* **To do**
Count the lines of the records that contain the string "bird", matching case exactly, and give only the number.

* **Supplied material**
** begin **
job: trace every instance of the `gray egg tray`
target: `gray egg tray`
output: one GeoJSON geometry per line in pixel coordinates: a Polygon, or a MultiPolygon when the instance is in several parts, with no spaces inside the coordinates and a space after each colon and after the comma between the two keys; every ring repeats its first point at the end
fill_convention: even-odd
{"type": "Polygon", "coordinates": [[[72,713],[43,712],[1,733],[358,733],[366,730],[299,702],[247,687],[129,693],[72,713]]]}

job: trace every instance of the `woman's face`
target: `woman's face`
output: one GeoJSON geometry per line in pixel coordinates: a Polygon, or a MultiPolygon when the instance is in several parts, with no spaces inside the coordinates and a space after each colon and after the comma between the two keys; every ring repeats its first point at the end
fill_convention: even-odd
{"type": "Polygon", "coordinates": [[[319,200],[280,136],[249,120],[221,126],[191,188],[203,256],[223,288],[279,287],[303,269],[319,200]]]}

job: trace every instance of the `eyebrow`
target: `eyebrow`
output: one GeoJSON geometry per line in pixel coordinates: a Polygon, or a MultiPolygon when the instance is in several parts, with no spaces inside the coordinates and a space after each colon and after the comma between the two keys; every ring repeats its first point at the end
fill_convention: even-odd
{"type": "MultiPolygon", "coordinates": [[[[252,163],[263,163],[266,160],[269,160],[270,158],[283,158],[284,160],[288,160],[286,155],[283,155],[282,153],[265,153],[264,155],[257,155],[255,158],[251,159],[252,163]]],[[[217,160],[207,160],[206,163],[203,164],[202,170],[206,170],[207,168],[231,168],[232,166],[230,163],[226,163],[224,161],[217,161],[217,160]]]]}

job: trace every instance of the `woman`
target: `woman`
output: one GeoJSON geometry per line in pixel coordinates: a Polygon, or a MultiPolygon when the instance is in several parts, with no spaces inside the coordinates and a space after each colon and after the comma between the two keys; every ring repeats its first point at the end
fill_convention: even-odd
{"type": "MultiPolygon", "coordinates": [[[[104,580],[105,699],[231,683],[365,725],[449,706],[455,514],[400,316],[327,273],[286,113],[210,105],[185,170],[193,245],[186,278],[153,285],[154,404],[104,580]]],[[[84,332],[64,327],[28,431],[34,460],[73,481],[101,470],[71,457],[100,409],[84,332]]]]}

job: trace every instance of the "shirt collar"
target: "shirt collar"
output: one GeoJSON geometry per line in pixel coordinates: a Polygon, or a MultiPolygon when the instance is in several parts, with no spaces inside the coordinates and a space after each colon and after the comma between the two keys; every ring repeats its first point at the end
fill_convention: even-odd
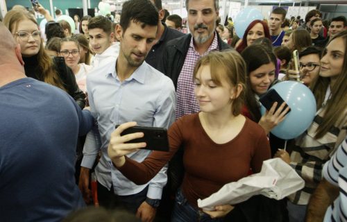
{"type": "Polygon", "coordinates": [[[159,40],[158,42],[163,42],[164,41],[165,36],[167,36],[167,28],[167,28],[165,23],[162,22],[162,24],[164,25],[164,32],[162,32],[162,36],[160,36],[160,39],[159,40]]]}
{"type": "MultiPolygon", "coordinates": [[[[218,50],[218,38],[217,38],[217,35],[216,33],[216,31],[213,33],[213,35],[214,35],[214,37],[213,38],[213,41],[212,44],[210,45],[210,46],[208,49],[208,51],[204,53],[204,55],[207,54],[210,51],[212,50],[218,50]]],[[[195,47],[194,44],[194,36],[192,35],[192,38],[190,40],[190,43],[189,43],[189,47],[193,48],[193,49],[195,51],[195,47]]]]}

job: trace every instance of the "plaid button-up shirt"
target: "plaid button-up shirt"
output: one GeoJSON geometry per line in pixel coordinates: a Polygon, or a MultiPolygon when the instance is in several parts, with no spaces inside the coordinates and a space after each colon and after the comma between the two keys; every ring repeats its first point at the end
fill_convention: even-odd
{"type": "Polygon", "coordinates": [[[176,119],[185,114],[196,113],[200,110],[198,101],[194,95],[195,86],[193,81],[193,71],[199,58],[211,51],[215,50],[218,50],[218,38],[215,33],[212,43],[208,47],[208,51],[201,56],[195,50],[194,37],[192,36],[185,63],[177,81],[176,119]]]}

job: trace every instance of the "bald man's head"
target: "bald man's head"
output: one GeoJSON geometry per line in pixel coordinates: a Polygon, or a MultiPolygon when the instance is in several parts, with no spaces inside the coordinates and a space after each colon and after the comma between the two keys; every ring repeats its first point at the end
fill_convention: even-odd
{"type": "Polygon", "coordinates": [[[6,55],[6,56],[0,56],[0,64],[4,62],[4,60],[8,61],[8,58],[15,56],[16,48],[17,48],[17,44],[11,33],[0,22],[0,55],[6,55]]]}

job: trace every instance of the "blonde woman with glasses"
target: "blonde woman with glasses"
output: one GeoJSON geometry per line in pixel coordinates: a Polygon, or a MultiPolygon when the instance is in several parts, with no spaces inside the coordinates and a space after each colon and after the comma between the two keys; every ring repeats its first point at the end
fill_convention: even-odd
{"type": "Polygon", "coordinates": [[[54,57],[52,59],[44,51],[41,32],[35,18],[23,10],[10,10],[3,18],[3,24],[20,44],[26,76],[66,91],[81,108],[84,108],[85,96],[78,88],[64,58],[54,57]]]}

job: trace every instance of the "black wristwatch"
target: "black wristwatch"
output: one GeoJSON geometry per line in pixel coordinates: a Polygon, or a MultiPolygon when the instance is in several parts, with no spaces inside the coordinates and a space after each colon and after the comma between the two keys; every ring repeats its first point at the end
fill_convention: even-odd
{"type": "Polygon", "coordinates": [[[159,207],[159,205],[160,204],[160,199],[151,199],[147,197],[145,201],[151,206],[152,206],[152,207],[153,208],[157,208],[158,207],[159,207]]]}

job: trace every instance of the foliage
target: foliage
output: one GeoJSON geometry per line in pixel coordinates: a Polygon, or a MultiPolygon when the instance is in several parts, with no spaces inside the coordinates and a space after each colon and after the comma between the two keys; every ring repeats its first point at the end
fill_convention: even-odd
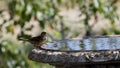
{"type": "MultiPolygon", "coordinates": [[[[117,2],[118,0],[11,0],[8,2],[7,10],[10,18],[4,18],[3,13],[5,10],[0,12],[0,17],[3,18],[3,23],[0,23],[0,31],[3,34],[10,33],[15,36],[15,38],[21,36],[29,38],[31,35],[26,34],[25,31],[31,31],[35,26],[31,25],[26,28],[25,25],[30,24],[29,22],[31,19],[34,19],[39,22],[40,32],[50,28],[53,31],[53,34],[57,36],[57,39],[65,38],[71,33],[74,33],[72,36],[75,37],[78,33],[70,31],[72,27],[65,25],[64,16],[60,15],[59,12],[60,7],[65,7],[69,10],[78,6],[79,11],[81,12],[79,16],[85,16],[85,18],[79,21],[85,26],[84,36],[94,35],[92,28],[97,24],[99,18],[98,14],[101,14],[104,18],[110,20],[110,24],[112,25],[109,30],[103,29],[103,35],[120,34],[120,30],[115,28],[115,22],[119,21],[116,12],[117,7],[115,6],[117,2]],[[95,23],[90,25],[89,20],[92,16],[94,17],[95,23]],[[57,28],[56,25],[58,24],[60,25],[60,28],[57,28]],[[15,27],[17,26],[20,27],[20,32],[15,34],[15,27]]],[[[49,35],[50,39],[55,39],[54,35],[49,35]]],[[[1,39],[0,42],[1,68],[44,67],[42,66],[43,64],[34,63],[27,59],[26,54],[28,54],[28,51],[32,48],[29,47],[30,44],[23,44],[18,42],[18,40],[11,39],[1,39]]]]}

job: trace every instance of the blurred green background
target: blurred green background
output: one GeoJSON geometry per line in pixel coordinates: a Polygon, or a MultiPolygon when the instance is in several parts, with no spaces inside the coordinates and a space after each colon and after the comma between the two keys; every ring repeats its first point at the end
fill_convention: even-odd
{"type": "Polygon", "coordinates": [[[0,68],[54,68],[30,61],[33,46],[18,37],[119,35],[119,6],[120,0],[0,0],[0,68]]]}

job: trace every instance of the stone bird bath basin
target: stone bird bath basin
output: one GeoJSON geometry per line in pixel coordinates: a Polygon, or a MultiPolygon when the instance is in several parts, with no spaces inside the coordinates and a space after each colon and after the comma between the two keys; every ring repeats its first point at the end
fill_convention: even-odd
{"type": "Polygon", "coordinates": [[[53,41],[34,48],[28,58],[56,68],[120,68],[120,36],[53,41]]]}

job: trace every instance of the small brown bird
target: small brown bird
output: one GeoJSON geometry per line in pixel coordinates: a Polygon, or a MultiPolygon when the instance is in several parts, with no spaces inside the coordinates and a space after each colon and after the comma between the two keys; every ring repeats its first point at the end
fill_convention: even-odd
{"type": "Polygon", "coordinates": [[[46,43],[46,41],[47,41],[47,33],[42,32],[37,37],[32,37],[30,39],[19,39],[19,40],[27,41],[27,42],[30,42],[31,44],[33,44],[35,47],[40,47],[40,46],[42,46],[43,44],[46,43]]]}

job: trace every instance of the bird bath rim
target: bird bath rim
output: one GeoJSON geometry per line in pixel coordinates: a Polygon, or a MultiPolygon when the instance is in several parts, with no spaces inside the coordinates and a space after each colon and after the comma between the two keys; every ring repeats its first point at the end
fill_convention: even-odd
{"type": "MultiPolygon", "coordinates": [[[[85,41],[85,40],[87,40],[87,39],[108,39],[108,41],[109,41],[109,39],[111,39],[112,38],[112,40],[113,41],[116,41],[116,39],[117,38],[120,38],[120,35],[110,35],[110,36],[95,36],[95,37],[84,37],[83,39],[80,39],[80,38],[77,38],[77,39],[63,39],[63,40],[58,40],[58,41],[54,41],[54,42],[50,42],[50,43],[48,43],[48,44],[45,44],[45,45],[43,45],[43,46],[41,46],[41,49],[42,50],[46,50],[46,51],[56,51],[56,52],[89,52],[89,51],[93,51],[93,52],[96,52],[96,51],[109,51],[109,50],[120,50],[120,47],[113,47],[113,48],[111,48],[111,47],[108,47],[108,49],[106,48],[106,49],[104,49],[104,47],[105,46],[103,46],[103,49],[99,49],[103,44],[100,44],[100,45],[98,45],[98,49],[77,49],[77,50],[59,50],[59,49],[52,49],[52,48],[50,48],[50,47],[46,47],[46,46],[49,46],[49,45],[51,45],[51,46],[53,46],[53,45],[55,45],[55,44],[57,44],[57,43],[62,43],[62,42],[67,42],[67,41],[71,41],[71,40],[74,40],[74,41],[85,41]]],[[[120,39],[118,39],[118,40],[120,40],[120,39]]],[[[95,40],[96,41],[96,40],[95,40]]],[[[100,42],[106,42],[106,41],[104,41],[104,40],[98,40],[98,41],[100,41],[100,42]]],[[[108,42],[107,41],[107,42],[108,42]]],[[[119,41],[118,41],[119,42],[119,41]]],[[[86,43],[86,42],[85,42],[86,43]]],[[[98,42],[95,42],[95,44],[97,44],[98,42]]],[[[111,44],[113,44],[114,42],[112,42],[111,44]]],[[[68,44],[69,45],[69,44],[68,44]]],[[[86,45],[86,47],[87,46],[91,46],[90,44],[85,44],[86,45]]],[[[61,44],[60,45],[58,45],[58,46],[61,46],[61,44]]],[[[96,45],[97,46],[97,45],[96,45]]],[[[108,46],[108,44],[107,44],[107,46],[108,46]]]]}

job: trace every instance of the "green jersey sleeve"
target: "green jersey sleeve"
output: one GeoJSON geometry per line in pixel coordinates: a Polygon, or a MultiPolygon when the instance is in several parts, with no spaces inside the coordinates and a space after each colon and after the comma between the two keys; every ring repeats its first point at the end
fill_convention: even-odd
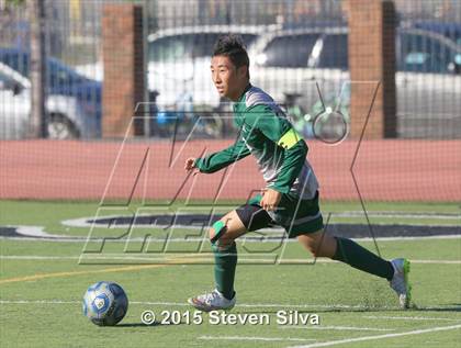
{"type": "Polygon", "coordinates": [[[271,188],[281,193],[290,192],[304,166],[307,155],[306,143],[285,117],[277,115],[267,105],[250,108],[245,116],[245,123],[259,130],[266,137],[283,148],[283,162],[271,188]]]}
{"type": "Polygon", "coordinates": [[[222,151],[214,153],[210,156],[195,159],[195,167],[201,172],[215,172],[223,169],[233,162],[247,157],[250,150],[245,145],[244,141],[239,136],[234,145],[223,149],[222,151]]]}

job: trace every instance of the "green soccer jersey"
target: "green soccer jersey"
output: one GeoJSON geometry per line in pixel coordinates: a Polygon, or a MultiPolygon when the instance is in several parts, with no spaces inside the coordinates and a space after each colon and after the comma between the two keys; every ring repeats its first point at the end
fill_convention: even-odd
{"type": "Polygon", "coordinates": [[[307,145],[273,99],[251,85],[234,104],[237,141],[228,148],[195,160],[201,172],[217,171],[254,155],[267,188],[314,198],[318,182],[306,160],[307,145]]]}

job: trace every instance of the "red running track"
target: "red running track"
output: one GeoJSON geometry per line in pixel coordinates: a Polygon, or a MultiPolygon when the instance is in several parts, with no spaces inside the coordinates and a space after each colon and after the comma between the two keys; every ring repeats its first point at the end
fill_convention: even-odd
{"type": "MultiPolygon", "coordinates": [[[[187,178],[185,158],[218,150],[232,141],[177,143],[173,149],[159,141],[122,144],[0,142],[0,199],[128,199],[133,192],[146,199],[245,200],[263,188],[251,157],[227,171],[187,178]]],[[[350,171],[358,143],[307,144],[323,199],[358,200],[350,171]]],[[[461,141],[364,141],[353,173],[366,200],[459,202],[460,154],[461,141]]]]}

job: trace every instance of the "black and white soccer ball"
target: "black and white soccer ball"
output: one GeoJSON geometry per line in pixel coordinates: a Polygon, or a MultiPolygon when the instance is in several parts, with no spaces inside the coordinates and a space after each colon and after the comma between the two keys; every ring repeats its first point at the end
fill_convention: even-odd
{"type": "Polygon", "coordinates": [[[83,296],[83,314],[95,325],[112,326],[123,319],[128,298],[119,284],[100,281],[88,288],[83,296]]]}

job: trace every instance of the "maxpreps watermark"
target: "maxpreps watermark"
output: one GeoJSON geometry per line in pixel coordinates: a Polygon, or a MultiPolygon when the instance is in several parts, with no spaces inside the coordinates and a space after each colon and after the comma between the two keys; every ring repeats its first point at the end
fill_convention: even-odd
{"type": "Polygon", "coordinates": [[[321,317],[315,313],[299,311],[278,311],[274,314],[268,313],[225,313],[212,311],[204,315],[200,311],[144,311],[140,321],[145,325],[286,325],[286,326],[310,326],[321,325],[321,317]]]}

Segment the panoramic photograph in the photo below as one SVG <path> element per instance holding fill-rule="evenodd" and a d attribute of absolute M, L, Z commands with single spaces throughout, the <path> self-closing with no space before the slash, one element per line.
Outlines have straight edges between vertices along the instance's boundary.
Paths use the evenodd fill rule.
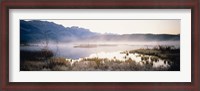
<path fill-rule="evenodd" d="M 180 22 L 20 20 L 20 71 L 180 71 Z"/>

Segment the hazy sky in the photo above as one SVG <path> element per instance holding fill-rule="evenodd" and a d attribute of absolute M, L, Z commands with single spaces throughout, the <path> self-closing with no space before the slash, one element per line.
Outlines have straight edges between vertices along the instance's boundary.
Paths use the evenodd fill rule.
<path fill-rule="evenodd" d="M 65 27 L 78 26 L 98 33 L 180 34 L 180 20 L 44 20 Z"/>

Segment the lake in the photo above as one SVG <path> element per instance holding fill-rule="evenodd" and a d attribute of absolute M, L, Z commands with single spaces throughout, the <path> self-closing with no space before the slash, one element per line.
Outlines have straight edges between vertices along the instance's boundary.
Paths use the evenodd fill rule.
<path fill-rule="evenodd" d="M 49 44 L 48 48 L 52 50 L 57 57 L 69 59 L 79 59 L 89 57 L 97 53 L 123 52 L 139 48 L 153 48 L 158 45 L 180 47 L 180 41 L 163 42 L 101 42 L 101 43 L 58 43 Z M 41 50 L 42 44 L 30 44 L 29 46 L 20 46 L 20 50 Z"/>

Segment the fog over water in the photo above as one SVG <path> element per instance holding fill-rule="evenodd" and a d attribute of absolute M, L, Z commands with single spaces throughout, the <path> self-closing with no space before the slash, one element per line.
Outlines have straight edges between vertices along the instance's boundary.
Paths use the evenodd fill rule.
<path fill-rule="evenodd" d="M 81 47 L 81 45 L 93 45 L 92 47 Z M 71 42 L 71 43 L 49 43 L 48 48 L 53 50 L 55 56 L 70 59 L 89 57 L 95 53 L 129 51 L 139 48 L 153 48 L 158 45 L 174 46 L 179 48 L 180 41 L 162 42 Z M 78 47 L 76 47 L 78 46 Z M 42 44 L 30 44 L 30 46 L 20 46 L 20 50 L 41 50 Z"/>

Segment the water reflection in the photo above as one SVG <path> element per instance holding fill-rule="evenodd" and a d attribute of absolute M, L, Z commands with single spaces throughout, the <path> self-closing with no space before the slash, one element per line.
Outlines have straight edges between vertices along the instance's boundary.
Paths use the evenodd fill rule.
** end **
* **Result for this exercise**
6